Repeat each of the lines below word for word, but leave out the pictures.

+++ Material for this task +++

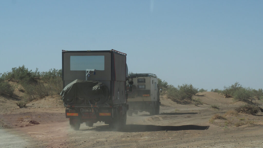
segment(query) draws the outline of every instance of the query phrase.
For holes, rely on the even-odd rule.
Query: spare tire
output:
[[[84,101],[93,104],[101,104],[108,100],[109,91],[98,81],[76,79],[67,85],[60,93],[66,104],[81,105]]]

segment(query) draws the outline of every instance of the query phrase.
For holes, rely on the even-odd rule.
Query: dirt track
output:
[[[209,103],[198,106],[178,105],[163,97],[161,114],[150,116],[143,112],[127,116],[125,128],[118,131],[110,131],[103,123],[92,127],[82,124],[75,131],[65,118],[63,107],[40,108],[38,105],[43,106],[44,101],[32,103],[34,105],[27,108],[2,111],[0,122],[6,126],[0,128],[0,147],[263,147],[263,114],[231,117],[232,123],[241,119],[253,121],[238,127],[225,125],[225,121],[220,120],[212,124],[209,120],[215,114],[222,114],[238,104],[210,92],[204,96],[199,97]],[[220,109],[210,107],[215,104]],[[23,120],[40,124],[23,123]]]

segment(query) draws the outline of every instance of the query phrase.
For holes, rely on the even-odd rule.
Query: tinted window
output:
[[[145,85],[138,85],[138,89],[145,89]]]
[[[138,83],[145,83],[145,79],[138,79]]]
[[[104,56],[70,56],[70,70],[104,70]]]

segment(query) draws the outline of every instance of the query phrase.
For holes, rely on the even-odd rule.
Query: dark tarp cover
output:
[[[72,104],[74,99],[76,104],[83,102],[79,100],[91,100],[94,104],[101,104],[108,99],[109,94],[107,86],[101,82],[77,79],[66,86],[60,95],[66,104]]]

+++

» **Result for this exercise**:
segment(query) draws the outline of every instance of the query phrase.
For holes, rely on the even-odd rule.
Query: spare tire
output:
[[[84,101],[93,104],[101,104],[108,100],[109,91],[98,81],[76,79],[67,85],[60,93],[66,104],[81,105]]]

segment(query) draws the outline of every instance of the query phrase.
For holes, rely on the even-odd rule.
Query: dirt track
output:
[[[209,103],[198,106],[178,105],[163,97],[161,114],[150,116],[143,112],[127,116],[125,128],[118,131],[110,131],[103,123],[92,127],[82,124],[75,131],[65,118],[63,107],[40,108],[38,105],[43,106],[44,101],[32,103],[34,105],[27,108],[2,111],[0,122],[6,126],[0,128],[0,147],[263,147],[263,114],[231,117],[232,123],[241,119],[253,121],[238,127],[225,125],[225,121],[220,120],[212,124],[209,120],[215,114],[222,114],[238,104],[210,92],[204,96],[199,97]],[[220,109],[210,107],[215,104]],[[23,120],[40,124],[23,123]]]

segment(query) draws the outline of every instance of the query phrase.
For holes, rely on the even-odd rule.
Query: tinted window
output:
[[[145,85],[138,85],[138,89],[145,89]]]
[[[138,83],[145,83],[145,79],[138,79]]]
[[[104,56],[70,56],[70,70],[104,70]]]

segment(query) draws the outline of every instance of the query phrase.
For holes, rely on the even-odd rule.
Query: dark tarp cover
output:
[[[72,104],[74,99],[76,104],[83,102],[79,100],[91,100],[94,104],[101,104],[108,99],[109,94],[107,86],[101,82],[77,79],[66,86],[60,95],[66,104]]]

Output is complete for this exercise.